Consigne: Extrayez des enregistrements ci-dessous chaque ligne qui contient le mot « instance », en tenant compte de la casse.

Données à traiter:
******************************

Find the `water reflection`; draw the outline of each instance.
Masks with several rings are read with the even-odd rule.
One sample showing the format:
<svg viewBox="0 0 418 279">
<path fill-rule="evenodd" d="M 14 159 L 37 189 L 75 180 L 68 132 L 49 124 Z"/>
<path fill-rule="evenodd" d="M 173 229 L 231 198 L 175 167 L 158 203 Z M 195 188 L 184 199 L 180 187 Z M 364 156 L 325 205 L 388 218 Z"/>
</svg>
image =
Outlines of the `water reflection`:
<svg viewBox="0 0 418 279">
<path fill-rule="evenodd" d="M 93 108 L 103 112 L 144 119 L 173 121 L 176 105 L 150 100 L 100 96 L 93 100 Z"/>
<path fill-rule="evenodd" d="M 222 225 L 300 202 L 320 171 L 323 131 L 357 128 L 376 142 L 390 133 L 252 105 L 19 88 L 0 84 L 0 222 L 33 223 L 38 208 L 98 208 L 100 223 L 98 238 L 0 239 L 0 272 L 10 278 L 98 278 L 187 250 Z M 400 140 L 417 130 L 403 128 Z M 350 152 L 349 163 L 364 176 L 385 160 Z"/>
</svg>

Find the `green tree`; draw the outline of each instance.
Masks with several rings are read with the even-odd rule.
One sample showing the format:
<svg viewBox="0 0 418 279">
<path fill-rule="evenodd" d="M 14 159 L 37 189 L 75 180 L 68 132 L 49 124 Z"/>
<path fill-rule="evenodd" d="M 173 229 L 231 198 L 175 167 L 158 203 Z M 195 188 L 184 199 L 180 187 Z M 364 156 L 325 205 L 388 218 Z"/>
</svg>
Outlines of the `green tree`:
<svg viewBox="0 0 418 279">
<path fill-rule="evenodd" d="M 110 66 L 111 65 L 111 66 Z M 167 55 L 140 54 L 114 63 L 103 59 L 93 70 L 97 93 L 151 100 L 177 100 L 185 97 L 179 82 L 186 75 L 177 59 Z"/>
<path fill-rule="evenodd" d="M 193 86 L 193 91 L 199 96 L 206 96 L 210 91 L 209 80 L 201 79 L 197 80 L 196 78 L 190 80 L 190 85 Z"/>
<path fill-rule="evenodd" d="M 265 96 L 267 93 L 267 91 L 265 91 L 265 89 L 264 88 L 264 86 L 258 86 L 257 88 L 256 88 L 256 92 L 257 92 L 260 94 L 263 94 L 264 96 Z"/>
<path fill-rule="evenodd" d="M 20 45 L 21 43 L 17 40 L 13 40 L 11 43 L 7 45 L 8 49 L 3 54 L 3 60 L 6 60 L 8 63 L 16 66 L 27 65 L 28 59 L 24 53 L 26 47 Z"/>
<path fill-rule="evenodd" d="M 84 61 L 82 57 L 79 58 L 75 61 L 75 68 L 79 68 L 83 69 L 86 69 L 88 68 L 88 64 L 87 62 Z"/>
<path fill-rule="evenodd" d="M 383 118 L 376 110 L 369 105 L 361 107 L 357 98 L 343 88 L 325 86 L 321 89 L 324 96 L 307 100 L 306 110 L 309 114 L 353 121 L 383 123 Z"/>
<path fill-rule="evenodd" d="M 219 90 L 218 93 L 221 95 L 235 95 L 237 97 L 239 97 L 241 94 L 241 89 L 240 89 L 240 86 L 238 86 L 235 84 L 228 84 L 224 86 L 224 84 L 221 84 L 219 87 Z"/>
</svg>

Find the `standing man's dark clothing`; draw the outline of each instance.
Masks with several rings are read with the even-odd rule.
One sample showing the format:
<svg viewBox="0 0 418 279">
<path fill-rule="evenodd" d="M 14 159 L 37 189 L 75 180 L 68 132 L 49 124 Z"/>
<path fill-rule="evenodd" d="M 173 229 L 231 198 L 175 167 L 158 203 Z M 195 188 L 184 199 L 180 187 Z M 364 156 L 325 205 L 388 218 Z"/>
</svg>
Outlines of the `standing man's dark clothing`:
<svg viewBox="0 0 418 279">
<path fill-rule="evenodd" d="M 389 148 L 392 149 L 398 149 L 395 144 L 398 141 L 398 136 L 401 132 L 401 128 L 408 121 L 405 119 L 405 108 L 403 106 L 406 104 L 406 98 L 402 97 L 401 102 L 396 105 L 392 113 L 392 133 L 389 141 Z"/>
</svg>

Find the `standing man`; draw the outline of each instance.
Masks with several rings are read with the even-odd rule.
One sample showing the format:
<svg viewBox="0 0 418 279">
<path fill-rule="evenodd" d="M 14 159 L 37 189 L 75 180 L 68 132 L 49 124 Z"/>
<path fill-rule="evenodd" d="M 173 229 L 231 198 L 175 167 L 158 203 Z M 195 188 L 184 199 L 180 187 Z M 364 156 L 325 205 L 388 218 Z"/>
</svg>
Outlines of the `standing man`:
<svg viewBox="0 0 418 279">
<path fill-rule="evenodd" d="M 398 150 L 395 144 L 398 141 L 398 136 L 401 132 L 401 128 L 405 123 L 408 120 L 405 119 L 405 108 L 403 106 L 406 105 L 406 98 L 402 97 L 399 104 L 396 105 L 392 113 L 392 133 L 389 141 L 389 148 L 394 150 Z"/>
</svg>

******************************

Réponse:
Find the `water reflection`; draw the outline of each instance.
Find the `green tree`; draw the outline of each instance.
Find the `standing man's dark clothing`; draw the outline of each instance.
Find the `standing man`; draw the outline of each instance.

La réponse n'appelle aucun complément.